··· Brano proposto
“Ci vorrebbero giornate di 36 ore”.
Quante volte abbiamo sentito questa frase da gente impegnata a correre in maniera forsennata verso un dove mai abbastanza chiaro? Il tempo, maledetto. Quel tempo che non c’era e che nessuno ci avrebbe mai dato. Tempo per fare un corso di inglese, per migliorare qualche nostra competenza, o semplicemente per stare un po’ di più con la nostra famiglia. Poi, all’improvviso, quando meno ce l’aspettavamo e tutto sommato quando meno lo desideravamo – come hai osato, virus democratico e stronzo, fermare la fashion week, la digital tech, i miei eventi e il campionato di calcio – quel tempo è arrivato.
Ah. E ora che si fa?
La prima considerazione che mi viene di fare è che abbiamo allontanato, per un periodo abbastanza lungo, le scuse sul tempo. Lo percepisci quando senti qualcuno al telefono.
“Come va?” (Prima la risposta di un lavoratore/ imprenditore era quasi sempre: “Di corsa. Ma va bene, finché si corre va bene”.
Ora no. Ora la risposta più gettonata è: “Così così. Siamo sospesi”. Poi l’ottimista aggiunge “verranno tempi migliori”, il pessimista cala in un silenzio che non sai riempire.
Siamo sospesi, padroni di un tempo che non eravamo abituati a maneggiare, costretti ai domiciliari da un tiranno che non vuole sentire ragioni. L’unica certezza è che si stava meglio prima, eppure qualcosa di positivo potremmo provare a portarcelo a casa. Al di là delle tasse che non aspettano, dei lavori che in questo momenti latitano, degli incassi che saremo costretti a rimandare.
Approfittare del tempo, senza riempirlo a tutti i costi. Ma facendolo con consapevolezza. Vedo già un brulicare di eventi online a tutte le ore, intento costruttivo e fine nobile, ma forse dovremmo fare un passo alla volta e ripartire da quello che i latini chiamavano – anche professionalmente – ozio. La capacità quindi di dare al tempo una nuova dimensione, di ripartire non sostituendo le corse che facevamo con altre corse online, ma provando a dare nuova dignità alla lettura, alla scrittura, alla manualità, all’arte intesa come mezzo per anelare a qualcosa di più alto, a prescindere da quale sia il nostro lavoro.
Per non sentir più dire che non c’è tempo, e che le giornate dovrebbero durare 36 ore.
······
··· Insieme di dati
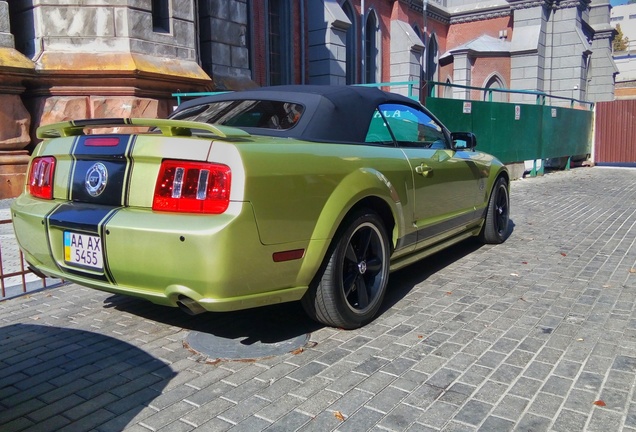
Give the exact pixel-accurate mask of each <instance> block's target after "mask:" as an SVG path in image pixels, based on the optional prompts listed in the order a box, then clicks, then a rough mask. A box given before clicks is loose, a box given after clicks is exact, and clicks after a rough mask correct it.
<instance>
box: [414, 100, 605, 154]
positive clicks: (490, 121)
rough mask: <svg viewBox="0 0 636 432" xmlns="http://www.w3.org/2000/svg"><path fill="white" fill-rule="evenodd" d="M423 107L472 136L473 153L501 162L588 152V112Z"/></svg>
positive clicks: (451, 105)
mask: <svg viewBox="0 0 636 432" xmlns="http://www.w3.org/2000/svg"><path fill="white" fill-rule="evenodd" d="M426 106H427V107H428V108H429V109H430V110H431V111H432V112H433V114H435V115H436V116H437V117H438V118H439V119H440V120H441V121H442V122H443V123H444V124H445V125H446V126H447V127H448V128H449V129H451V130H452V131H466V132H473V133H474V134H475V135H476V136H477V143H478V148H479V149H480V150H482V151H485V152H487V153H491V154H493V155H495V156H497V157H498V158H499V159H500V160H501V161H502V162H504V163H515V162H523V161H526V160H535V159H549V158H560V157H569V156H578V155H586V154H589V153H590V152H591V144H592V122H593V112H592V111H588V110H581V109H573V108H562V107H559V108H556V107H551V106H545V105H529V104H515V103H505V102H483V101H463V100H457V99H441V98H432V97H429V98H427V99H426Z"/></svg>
······
··· Insieme di dati
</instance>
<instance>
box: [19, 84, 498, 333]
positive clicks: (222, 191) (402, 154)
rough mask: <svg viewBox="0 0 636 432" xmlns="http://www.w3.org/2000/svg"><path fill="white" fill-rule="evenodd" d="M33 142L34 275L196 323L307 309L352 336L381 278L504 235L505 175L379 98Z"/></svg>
······
··· Insieme di dati
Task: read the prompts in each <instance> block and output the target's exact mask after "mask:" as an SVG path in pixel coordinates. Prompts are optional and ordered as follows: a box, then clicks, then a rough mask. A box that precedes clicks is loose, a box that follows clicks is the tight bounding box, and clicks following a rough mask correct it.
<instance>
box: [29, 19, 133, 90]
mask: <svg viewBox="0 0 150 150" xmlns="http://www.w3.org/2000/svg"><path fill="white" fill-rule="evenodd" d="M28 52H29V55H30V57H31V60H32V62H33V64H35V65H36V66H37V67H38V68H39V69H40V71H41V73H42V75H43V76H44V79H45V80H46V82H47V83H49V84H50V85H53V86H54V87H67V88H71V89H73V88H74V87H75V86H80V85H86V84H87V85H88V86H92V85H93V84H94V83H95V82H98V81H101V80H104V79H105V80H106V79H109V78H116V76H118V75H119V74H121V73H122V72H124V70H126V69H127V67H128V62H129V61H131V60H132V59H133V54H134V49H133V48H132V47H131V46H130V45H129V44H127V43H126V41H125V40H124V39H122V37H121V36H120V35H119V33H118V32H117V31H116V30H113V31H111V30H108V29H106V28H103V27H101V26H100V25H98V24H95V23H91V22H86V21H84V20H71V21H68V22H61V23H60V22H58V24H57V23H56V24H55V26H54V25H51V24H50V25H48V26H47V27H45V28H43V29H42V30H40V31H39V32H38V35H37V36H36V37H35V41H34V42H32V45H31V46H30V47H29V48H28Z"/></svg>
······
→ Compiti ed esercizi:
- a) Elenchi le attività alle quali, secondo il brano sul tempo, si dovrebbe provare a dare nuova dignità.
- b) Risponda brevemente alle seguenti domande sul brano sul tempo:
(i) Quante ore dovrebbero durare le giornate secondo la frase che apre il testo?
(ii) Quale risposta è ora la più gettonata alla domanda "Come va?"?
(iii) Come chiamavano i latini ciò da cui, secondo l'autore, si dovrebbe ripartire?
- c) Estenda il brano sul tempo, riprendendo subito dopo la sua ultima frase.

→ Risposte ai compiti:
- a) Lettura, scrittura, manualità, arte.

- b)
(i) 36 ore.
(ii) "Così così. Siamo sospesi".
(iii) Ozio.

- c)
Ne guadagneranno i nostri progetti a lungo termine, le nostre ambizioni, le nostre relazioni. Questo è il momento di scegliere attentamente come investire il nostro tempo. Mi piacerebbe lasciarti tre consigli che spero tornino utili quando questa tempesta sarà passata:
- Usa parte di questo tempo per migliorarti: che sia un corso di inglese o sia rifare quel curriculum che non hai mai avuto il tempo di migliorare, approfitta di una di queste sere per farlo.
- Prova a pensare che un periodo così (per fortuna, si spera), non capiterà più: hai un blog sul quale non scrivi da tempo? Un romanzo che ti piacerebbe iniziare? Vuoi imparare a cucinare? Forse questo è il momento migliore per farlo. Magari nessuno di questi obiettivi ti servirà nel tuo lavoro, ma ti tornerà utile questa attitudine. Anche in ufficio.
- Annoiati. Siamo abituati a rifugiarci nei social non appena la noia ci sfiora. In coda all’ufficio postale, dal medico, persino mentre facciamo una passeggiata o nell’intervallo di un film al cinema. Approfittiamo di questo tempo per ricordarci che annoiarsi – e quindi dedicarci ad un sano ozio – favorisce la creatività, dà impulso a nuovi progetti, ci permette di farci sentire ancora più padroni del nostro tempo.
Le giornate non dureranno mai 36 ore. Né adesso, né quando l’emergenza sarà passata. Ma se impariamo a rispettare di più il tempo, potremo renderci conto di quante cose si possono fare in 24 ore. Anche quando riprenderemo a correre.